_Problem to work on:_ Tally the lines in the entries below that contain the word "blade", and give only that number.

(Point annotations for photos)
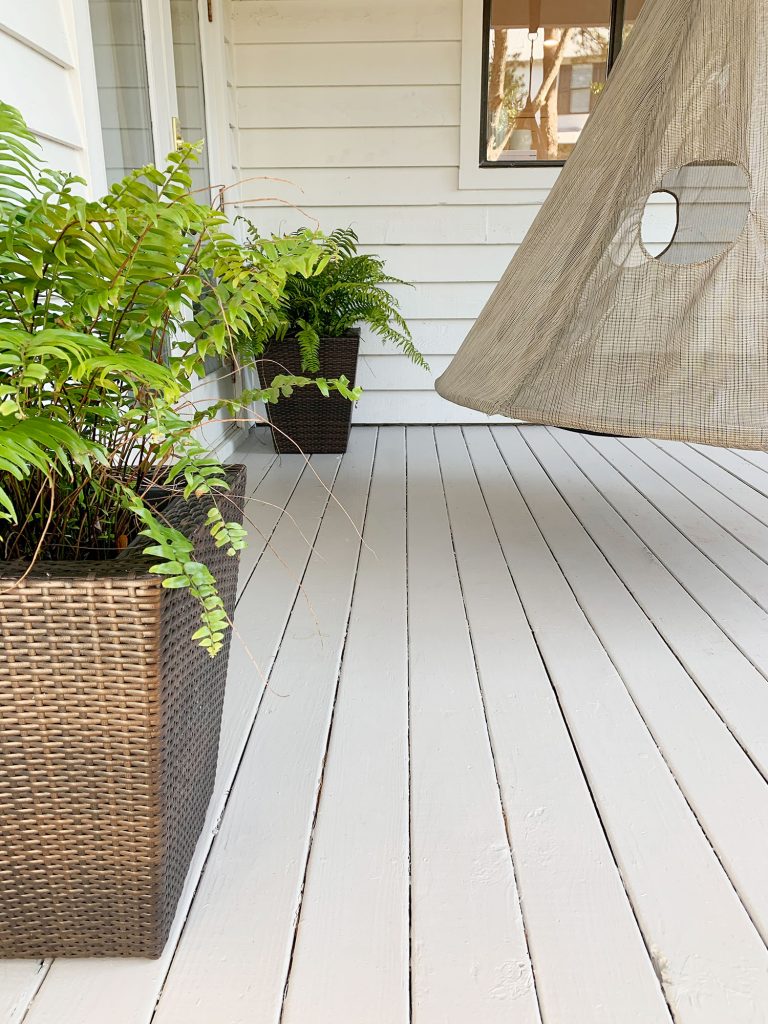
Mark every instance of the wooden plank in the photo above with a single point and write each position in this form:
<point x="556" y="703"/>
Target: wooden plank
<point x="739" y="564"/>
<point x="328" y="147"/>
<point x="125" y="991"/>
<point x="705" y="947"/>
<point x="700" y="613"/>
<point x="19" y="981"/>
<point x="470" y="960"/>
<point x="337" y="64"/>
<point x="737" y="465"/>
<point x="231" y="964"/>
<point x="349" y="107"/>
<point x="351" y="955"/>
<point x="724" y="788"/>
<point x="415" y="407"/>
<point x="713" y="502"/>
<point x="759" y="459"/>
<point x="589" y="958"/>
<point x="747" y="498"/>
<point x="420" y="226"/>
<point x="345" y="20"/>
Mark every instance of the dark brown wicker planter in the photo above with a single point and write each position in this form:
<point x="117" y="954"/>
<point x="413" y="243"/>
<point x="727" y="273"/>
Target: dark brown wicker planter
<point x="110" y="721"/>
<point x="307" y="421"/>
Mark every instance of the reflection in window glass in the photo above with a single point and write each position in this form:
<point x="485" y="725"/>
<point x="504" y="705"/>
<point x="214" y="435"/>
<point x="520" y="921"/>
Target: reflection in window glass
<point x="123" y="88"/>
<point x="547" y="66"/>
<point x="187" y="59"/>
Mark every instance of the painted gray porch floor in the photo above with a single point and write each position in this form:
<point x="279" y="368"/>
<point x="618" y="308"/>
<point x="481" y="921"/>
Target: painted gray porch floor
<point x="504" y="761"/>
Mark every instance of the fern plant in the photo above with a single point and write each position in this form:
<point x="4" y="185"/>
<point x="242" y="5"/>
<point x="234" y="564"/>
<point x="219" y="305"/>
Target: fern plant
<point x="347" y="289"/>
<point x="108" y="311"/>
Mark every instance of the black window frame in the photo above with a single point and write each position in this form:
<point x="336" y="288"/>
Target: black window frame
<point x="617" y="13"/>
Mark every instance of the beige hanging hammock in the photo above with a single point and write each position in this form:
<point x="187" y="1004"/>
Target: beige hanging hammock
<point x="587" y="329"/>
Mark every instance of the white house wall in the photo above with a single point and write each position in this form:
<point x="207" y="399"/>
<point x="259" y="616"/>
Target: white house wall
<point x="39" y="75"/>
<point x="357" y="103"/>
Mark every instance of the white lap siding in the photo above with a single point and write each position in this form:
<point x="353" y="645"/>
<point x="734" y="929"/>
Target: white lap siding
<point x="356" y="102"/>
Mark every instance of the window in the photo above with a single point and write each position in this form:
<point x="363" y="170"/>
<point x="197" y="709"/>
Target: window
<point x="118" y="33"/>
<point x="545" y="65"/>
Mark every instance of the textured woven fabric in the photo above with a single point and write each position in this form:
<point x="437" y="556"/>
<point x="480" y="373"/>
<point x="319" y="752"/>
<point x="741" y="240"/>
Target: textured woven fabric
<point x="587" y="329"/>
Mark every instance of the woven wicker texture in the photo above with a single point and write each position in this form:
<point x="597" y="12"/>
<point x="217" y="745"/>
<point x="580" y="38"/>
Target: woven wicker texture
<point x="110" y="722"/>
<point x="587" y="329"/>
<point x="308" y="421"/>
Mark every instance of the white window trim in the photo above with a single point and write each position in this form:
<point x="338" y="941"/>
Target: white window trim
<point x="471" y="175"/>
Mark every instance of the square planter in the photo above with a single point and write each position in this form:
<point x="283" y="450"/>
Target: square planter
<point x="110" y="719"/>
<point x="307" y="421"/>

==

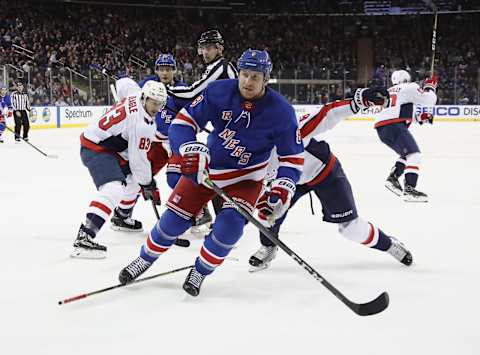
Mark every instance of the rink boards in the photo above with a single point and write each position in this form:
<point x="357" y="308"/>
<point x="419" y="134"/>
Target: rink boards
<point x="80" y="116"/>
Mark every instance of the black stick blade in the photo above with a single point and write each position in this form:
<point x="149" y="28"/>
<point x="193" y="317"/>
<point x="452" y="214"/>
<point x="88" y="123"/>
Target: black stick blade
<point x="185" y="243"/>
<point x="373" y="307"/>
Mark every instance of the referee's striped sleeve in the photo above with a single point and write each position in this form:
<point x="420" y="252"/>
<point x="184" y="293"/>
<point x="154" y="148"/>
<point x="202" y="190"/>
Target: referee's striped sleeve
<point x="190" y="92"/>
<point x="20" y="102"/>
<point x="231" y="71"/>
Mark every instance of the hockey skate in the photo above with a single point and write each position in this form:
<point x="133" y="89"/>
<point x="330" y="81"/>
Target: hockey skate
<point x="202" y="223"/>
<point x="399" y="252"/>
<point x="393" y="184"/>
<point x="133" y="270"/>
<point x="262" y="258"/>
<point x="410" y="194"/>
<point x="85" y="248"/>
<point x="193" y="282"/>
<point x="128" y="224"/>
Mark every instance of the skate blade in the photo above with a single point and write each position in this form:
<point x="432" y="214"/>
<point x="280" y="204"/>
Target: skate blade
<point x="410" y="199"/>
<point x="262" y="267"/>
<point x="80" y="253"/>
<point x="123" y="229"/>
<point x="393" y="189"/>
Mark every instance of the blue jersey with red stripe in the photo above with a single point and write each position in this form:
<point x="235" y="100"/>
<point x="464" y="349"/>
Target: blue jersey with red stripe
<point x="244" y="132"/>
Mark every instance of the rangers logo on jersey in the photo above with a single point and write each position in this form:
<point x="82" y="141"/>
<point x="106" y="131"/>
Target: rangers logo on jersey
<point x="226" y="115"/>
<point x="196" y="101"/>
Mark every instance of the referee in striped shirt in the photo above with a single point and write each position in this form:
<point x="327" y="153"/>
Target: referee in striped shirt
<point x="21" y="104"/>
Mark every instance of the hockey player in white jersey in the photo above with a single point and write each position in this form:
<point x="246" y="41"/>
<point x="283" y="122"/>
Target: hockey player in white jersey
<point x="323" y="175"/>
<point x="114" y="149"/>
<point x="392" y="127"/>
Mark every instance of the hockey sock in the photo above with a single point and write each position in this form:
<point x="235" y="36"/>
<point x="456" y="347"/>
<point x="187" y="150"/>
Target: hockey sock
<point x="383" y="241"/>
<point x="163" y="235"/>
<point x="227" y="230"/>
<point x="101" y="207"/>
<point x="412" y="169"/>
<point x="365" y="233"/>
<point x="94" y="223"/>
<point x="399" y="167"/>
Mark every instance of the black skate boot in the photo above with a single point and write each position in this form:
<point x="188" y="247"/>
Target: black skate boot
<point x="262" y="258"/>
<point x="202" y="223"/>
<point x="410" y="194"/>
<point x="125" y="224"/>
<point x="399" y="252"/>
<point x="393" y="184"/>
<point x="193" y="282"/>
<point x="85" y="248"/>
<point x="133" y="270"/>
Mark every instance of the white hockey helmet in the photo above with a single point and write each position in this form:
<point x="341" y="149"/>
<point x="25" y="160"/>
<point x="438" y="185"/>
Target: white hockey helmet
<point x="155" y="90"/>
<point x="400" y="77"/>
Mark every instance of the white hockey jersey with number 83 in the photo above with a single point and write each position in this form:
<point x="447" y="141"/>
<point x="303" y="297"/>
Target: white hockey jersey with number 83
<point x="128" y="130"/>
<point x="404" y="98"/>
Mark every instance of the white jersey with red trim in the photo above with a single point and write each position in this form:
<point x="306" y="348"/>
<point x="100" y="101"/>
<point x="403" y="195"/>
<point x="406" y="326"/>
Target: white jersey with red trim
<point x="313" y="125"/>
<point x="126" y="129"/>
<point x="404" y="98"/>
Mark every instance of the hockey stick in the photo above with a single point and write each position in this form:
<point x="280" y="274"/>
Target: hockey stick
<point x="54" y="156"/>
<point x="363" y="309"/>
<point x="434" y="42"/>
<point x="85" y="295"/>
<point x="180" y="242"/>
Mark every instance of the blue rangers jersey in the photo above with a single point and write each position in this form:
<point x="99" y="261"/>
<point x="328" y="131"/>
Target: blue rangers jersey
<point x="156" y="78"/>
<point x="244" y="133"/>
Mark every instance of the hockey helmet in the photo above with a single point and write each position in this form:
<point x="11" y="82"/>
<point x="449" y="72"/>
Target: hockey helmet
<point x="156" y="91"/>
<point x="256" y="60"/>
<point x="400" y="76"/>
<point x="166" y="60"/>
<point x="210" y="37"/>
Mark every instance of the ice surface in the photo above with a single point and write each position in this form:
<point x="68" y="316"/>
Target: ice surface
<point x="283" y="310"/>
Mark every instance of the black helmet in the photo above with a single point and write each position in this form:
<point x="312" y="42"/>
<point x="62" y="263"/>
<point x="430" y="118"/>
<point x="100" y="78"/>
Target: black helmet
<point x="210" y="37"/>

_Exercise result:_ 4